>>>>>

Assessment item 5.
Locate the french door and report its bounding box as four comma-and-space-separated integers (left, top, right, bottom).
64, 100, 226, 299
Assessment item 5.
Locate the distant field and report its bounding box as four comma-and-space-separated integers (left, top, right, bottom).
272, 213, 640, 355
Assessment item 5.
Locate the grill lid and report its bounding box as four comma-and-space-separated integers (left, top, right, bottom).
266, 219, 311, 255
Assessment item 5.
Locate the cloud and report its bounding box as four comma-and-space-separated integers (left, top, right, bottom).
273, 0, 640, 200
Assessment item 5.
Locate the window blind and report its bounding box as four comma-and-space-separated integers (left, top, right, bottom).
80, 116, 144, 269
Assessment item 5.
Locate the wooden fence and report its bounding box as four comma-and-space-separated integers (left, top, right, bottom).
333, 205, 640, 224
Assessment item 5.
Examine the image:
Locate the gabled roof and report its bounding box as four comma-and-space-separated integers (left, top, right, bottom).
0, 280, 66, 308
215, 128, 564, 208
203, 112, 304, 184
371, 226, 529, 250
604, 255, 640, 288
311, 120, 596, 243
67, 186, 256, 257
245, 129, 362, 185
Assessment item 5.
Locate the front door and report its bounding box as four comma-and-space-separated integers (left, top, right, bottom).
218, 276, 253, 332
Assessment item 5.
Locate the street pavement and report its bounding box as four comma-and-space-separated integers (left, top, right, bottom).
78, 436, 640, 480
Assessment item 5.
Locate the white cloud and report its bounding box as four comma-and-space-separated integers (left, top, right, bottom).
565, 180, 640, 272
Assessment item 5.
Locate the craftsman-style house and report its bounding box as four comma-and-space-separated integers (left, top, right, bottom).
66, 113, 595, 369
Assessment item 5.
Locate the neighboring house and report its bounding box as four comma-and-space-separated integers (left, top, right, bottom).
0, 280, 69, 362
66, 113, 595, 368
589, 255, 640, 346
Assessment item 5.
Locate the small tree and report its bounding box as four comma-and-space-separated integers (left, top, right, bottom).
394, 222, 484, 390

<<<<<

Reproduce the records in full, exactly as written.

> **REPLY TO THE TASK**
Assessment item 5.
Locate the french door and report its bounding box as four comma-and-space-separated integers (left, top, right, bottom).
64, 100, 226, 299
Assessment item 5.
Locate the distant field and report its bounding box as four comma-and-space-separated integers (left, top, right, bottom).
272, 213, 640, 355
Assessment item 5.
Locate the grill lid and report its bounding box as four comma-and-space-separated integers (left, top, right, bottom).
266, 219, 311, 255
Assessment item 5.
Locate the cloud and report its bounding box as four comma-and-space-separated integers (left, top, right, bottom).
273, 0, 640, 200
Assessment item 5.
Locate the window blind and report its bounding box as four comma-and-space-separated integers (left, top, right, bottom).
80, 116, 144, 269
Assessment item 5.
Locate the wooden fence and report its bounding box as four comma-and-space-separated integers (left, top, right, bottom).
333, 205, 640, 224
Assessment item 5.
Examine the image:
Locate the gabled roof and report its bounding box as four comma-and-space-separated integers (left, top, right, bottom).
0, 280, 66, 308
215, 128, 564, 208
203, 112, 304, 184
371, 226, 529, 250
604, 255, 640, 288
311, 120, 596, 243
67, 186, 256, 257
245, 129, 362, 185
Assessment item 5.
Locate the front door and report its bounding box as four comma-and-space-separated integers (left, top, right, bottom).
218, 276, 253, 332
Assessment item 5.
Locate the street pavement and report its bounding box as four comma-and-space-separated integers (left, top, right, bottom).
78, 436, 640, 480
Assessment item 5.
Locate the white cloud and report its bounding box as four comma-and-space-separated integers (left, top, right, bottom).
565, 180, 640, 272
Assessment item 5.
Locate the craftsman-style house and report its bounding box as four comma-and-space-separated integers (left, top, right, bottom).
66, 113, 595, 369
Assessment item 5.
Locate the neighboring house and report its bounding box as four comma-and-space-separated integers (left, top, right, bottom).
0, 280, 69, 362
66, 113, 595, 368
589, 255, 640, 346
Assessment item 5.
Locate the small tree and report its bounding box as four comma-and-space-separated integers (left, top, right, bottom).
394, 222, 484, 390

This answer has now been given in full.